Exercise goal: Retype the data below exactly; skip every image.

Available data:
- - - - - - -

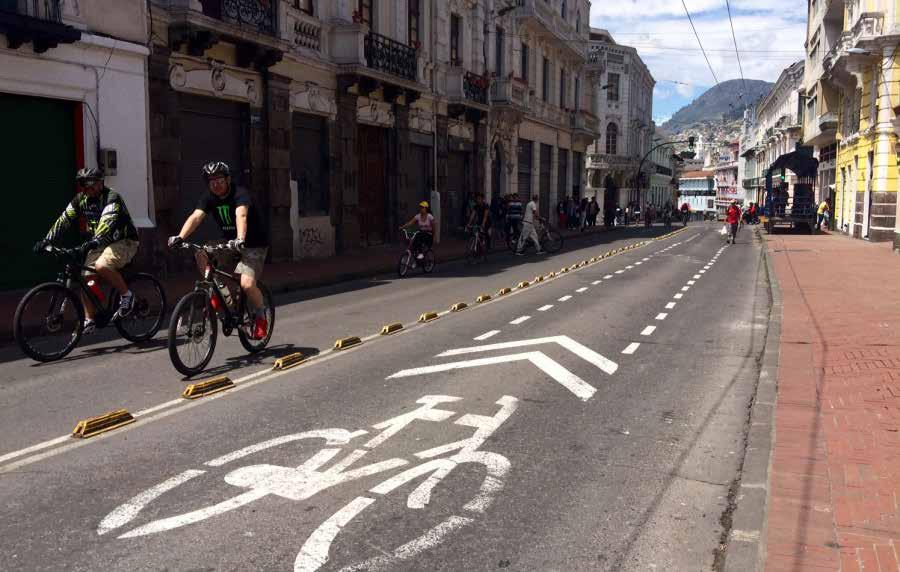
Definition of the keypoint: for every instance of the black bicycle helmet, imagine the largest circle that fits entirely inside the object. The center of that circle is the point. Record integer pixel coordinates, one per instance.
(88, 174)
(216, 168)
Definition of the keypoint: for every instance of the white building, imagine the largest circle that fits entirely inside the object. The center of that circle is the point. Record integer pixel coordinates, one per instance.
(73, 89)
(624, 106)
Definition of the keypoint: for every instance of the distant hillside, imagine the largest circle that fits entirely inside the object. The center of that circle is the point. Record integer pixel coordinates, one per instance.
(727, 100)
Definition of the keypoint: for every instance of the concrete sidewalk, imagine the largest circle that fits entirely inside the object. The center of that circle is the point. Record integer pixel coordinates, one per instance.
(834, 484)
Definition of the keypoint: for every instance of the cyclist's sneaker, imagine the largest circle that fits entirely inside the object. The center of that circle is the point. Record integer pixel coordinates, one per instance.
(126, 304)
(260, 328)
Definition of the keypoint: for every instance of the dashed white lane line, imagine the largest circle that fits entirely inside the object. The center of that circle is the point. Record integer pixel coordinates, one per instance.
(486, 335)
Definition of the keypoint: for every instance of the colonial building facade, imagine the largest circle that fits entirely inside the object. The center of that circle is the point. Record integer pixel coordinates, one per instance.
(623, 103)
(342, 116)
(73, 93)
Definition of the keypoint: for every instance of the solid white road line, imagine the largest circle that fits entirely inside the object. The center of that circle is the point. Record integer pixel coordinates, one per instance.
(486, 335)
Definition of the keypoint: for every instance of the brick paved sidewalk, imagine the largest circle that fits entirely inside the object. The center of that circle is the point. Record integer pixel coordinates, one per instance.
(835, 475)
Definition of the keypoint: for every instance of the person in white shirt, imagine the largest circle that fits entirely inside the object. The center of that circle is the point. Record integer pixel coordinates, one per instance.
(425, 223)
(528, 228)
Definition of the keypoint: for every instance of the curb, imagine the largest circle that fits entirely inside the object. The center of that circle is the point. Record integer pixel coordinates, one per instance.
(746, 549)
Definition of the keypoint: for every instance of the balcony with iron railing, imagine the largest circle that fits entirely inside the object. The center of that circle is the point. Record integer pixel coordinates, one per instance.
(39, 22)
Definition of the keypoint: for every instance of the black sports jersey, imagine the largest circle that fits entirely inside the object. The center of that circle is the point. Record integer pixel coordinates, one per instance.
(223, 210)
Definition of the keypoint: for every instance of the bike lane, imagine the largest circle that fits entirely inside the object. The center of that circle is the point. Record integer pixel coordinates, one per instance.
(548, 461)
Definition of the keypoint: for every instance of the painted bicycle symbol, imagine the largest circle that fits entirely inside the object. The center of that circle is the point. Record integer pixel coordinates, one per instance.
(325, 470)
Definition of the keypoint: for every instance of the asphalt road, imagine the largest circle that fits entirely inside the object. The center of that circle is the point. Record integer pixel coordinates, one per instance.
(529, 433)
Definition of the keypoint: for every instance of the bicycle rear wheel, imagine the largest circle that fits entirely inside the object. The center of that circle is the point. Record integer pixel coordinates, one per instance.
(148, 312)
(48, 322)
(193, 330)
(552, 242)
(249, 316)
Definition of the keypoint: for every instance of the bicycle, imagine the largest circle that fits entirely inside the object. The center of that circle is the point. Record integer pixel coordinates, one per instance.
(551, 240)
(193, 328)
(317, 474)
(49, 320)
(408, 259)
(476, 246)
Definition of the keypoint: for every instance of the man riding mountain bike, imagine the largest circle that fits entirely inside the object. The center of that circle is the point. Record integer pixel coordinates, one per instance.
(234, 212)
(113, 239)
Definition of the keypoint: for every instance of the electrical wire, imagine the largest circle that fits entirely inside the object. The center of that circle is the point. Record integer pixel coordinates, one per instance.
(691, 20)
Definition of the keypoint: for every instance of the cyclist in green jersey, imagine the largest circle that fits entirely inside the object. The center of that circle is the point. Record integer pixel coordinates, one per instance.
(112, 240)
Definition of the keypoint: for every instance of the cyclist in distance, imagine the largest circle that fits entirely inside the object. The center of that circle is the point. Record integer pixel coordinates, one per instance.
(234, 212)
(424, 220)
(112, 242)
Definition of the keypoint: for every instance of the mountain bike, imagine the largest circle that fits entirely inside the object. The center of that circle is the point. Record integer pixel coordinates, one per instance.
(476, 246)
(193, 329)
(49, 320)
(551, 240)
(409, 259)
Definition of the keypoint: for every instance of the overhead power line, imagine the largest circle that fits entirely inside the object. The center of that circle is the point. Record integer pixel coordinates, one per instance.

- - - - - - -

Finished task:
Definition of the keypoint: for every instance of the black bicycle helmet, imagine the largest circle that fits entirely inside the object. The center of that circle is the point. Record integer pixel coordinates, one per instance.
(88, 174)
(216, 168)
Definition of the keypoint: for every instance of the white building, imagine the largest circle that fits entirely inside the object. The center of that circle is the point. Record integer pixel coordinates, one per instance.
(73, 89)
(624, 106)
Definition of the keypoint: for every instance of the distant hillside, imagine the largest circle that fits entirely inside the object. The center of that circle is the point. Record integer pixel coordinates, one per instance.
(727, 100)
Definition of the keypoint: for every instance of the concrete sidewalk, imagine the largest circle that fits entirely inside the object. The center of that circle is the point. Record integer pixel coordinates, one per instance.
(834, 484)
Definition of the keypoint: for every instance of the cyclist's sneaker, imagine the largest circle that fits entirely inside the object. The center of that circle is the point. Record integer pixel coordinates, one per instance.
(126, 304)
(260, 328)
Definition of the keypoint: for every instance of the dashed white lane line, imagine the largest circle that fits entirely inside the object. The center of that circle is the point. Record integer pixel coordinates, one per instance.
(486, 335)
Definition of the keypoint: for every instance of the colonial building facade, imagine the largest circle that fits entirely inside the object. The center of that circle is the point. Record integer pixel coordinates, one per instance.
(623, 103)
(342, 116)
(73, 93)
Definition of the keypoint: for every instance of the solid white road line, imagine the largest circle that fits entirely inside the object. The center of that circle is the point. Record integer pixel coordinates, one per instance.
(486, 335)
Definition of the keypoint: for every instance of the brick paved sidewalk, imagine the largest circle that fits entirely inside the object. The center of that circle is the point. Record integer pixel coordinates, one per instance.
(835, 475)
Definition of the keypoint: for every instance of the person in white shirt, imagine the largest circle that fits entirely inside the object. The center of that circle is the point. Record integer pixel coordinates, one per instance.
(425, 223)
(528, 228)
Definition of the keypoint: for every instance of the curb, imagine the largest circle that fits entirely inside the object. The center of that circle is the point. Record integer pixel coordinates, one per instance.
(746, 549)
Definition of the keypoint: for every instance of the balcony with iron railing, imagine the largest circle that fits entirely inside the object. The center of that circle is the point. Record integer pixel coordinates, one per instance.
(39, 22)
Definition of the keypoint: for every instance of the black sports jersey, imagine the largest circle that fits entirely inside the object. The center of that circle is the point. Record integer pixel coordinates, one per instance.
(223, 210)
Definition of the keypoint: for every instance of the bike lane, imagine the largest circle that fits entirely inside the object. The center of that circle is the point. Record integer pixel coordinates, one per instance.
(548, 461)
Definition of the keypoint: for every instance of the painted bicycle symbol, imagine the largest circle that fits entirely inside the object. The center of that circle is the point. Record integer pixel coordinates, one per instance.
(325, 470)
Definition of the keypoint: for every instance of the asphalt road, imagine the largest circle that fits entirely inside the object. The center of that circle is the point. Record integer pixel coordinates, one per instance.
(529, 433)
Definition of the keypoint: for every instance of the bicycle rear wheel, imagine the largest circle that fits entirely inside the object. The center of that circle is the point. Record integer pixel coordinates, one per instance.
(148, 312)
(48, 322)
(193, 330)
(552, 242)
(249, 316)
Definition of the keypoint: for every instance of the bicycle, imagine the largest circle that fits entirely inside the object. The center of that circle is the point. Record integer pixel coordinates, one per instance.
(551, 240)
(193, 328)
(317, 474)
(49, 320)
(408, 259)
(476, 246)
Definition of the keypoint: for every instance of the man riding mountain bike, imagine the largest circle that fits entirely inside the object. The center of that circle is the point. Record integer pixel coordinates, one per instance.
(234, 212)
(113, 239)
Definition of the keypoint: for every instance of the electrical wire, imagine the largest circle that fits entirely inside the object. The center of that circle is the point. Record integer pixel coordinates, one per instance.
(691, 20)
Definition of the keypoint: for every instance of the cyclist in green jersey, imagine the largest circle that fits entirely inside the object. The center of that circle is the point. Record integer pixel coordinates, one per instance.
(112, 240)
Definition of the keypoint: for every instance of the cyclist in distance, imagine the largest circle that fits entirely inside the object. The center of that circle is the point. Record integer pixel coordinates, one per instance.
(234, 212)
(424, 220)
(112, 242)
Definition of the keypoint: for every instance of the mountain bike, imagine the largest circle that fits entirely inside the object. The center of that circle is the point. Record integer pixel coordinates, one per instance.
(476, 246)
(193, 329)
(49, 320)
(551, 240)
(409, 259)
Definition of the keypoint: for every instance of the overhead power line, imagine the largest circle that fits entirely inside the object. The center of that circle is the point. Record integer pixel coordinates, one per instance.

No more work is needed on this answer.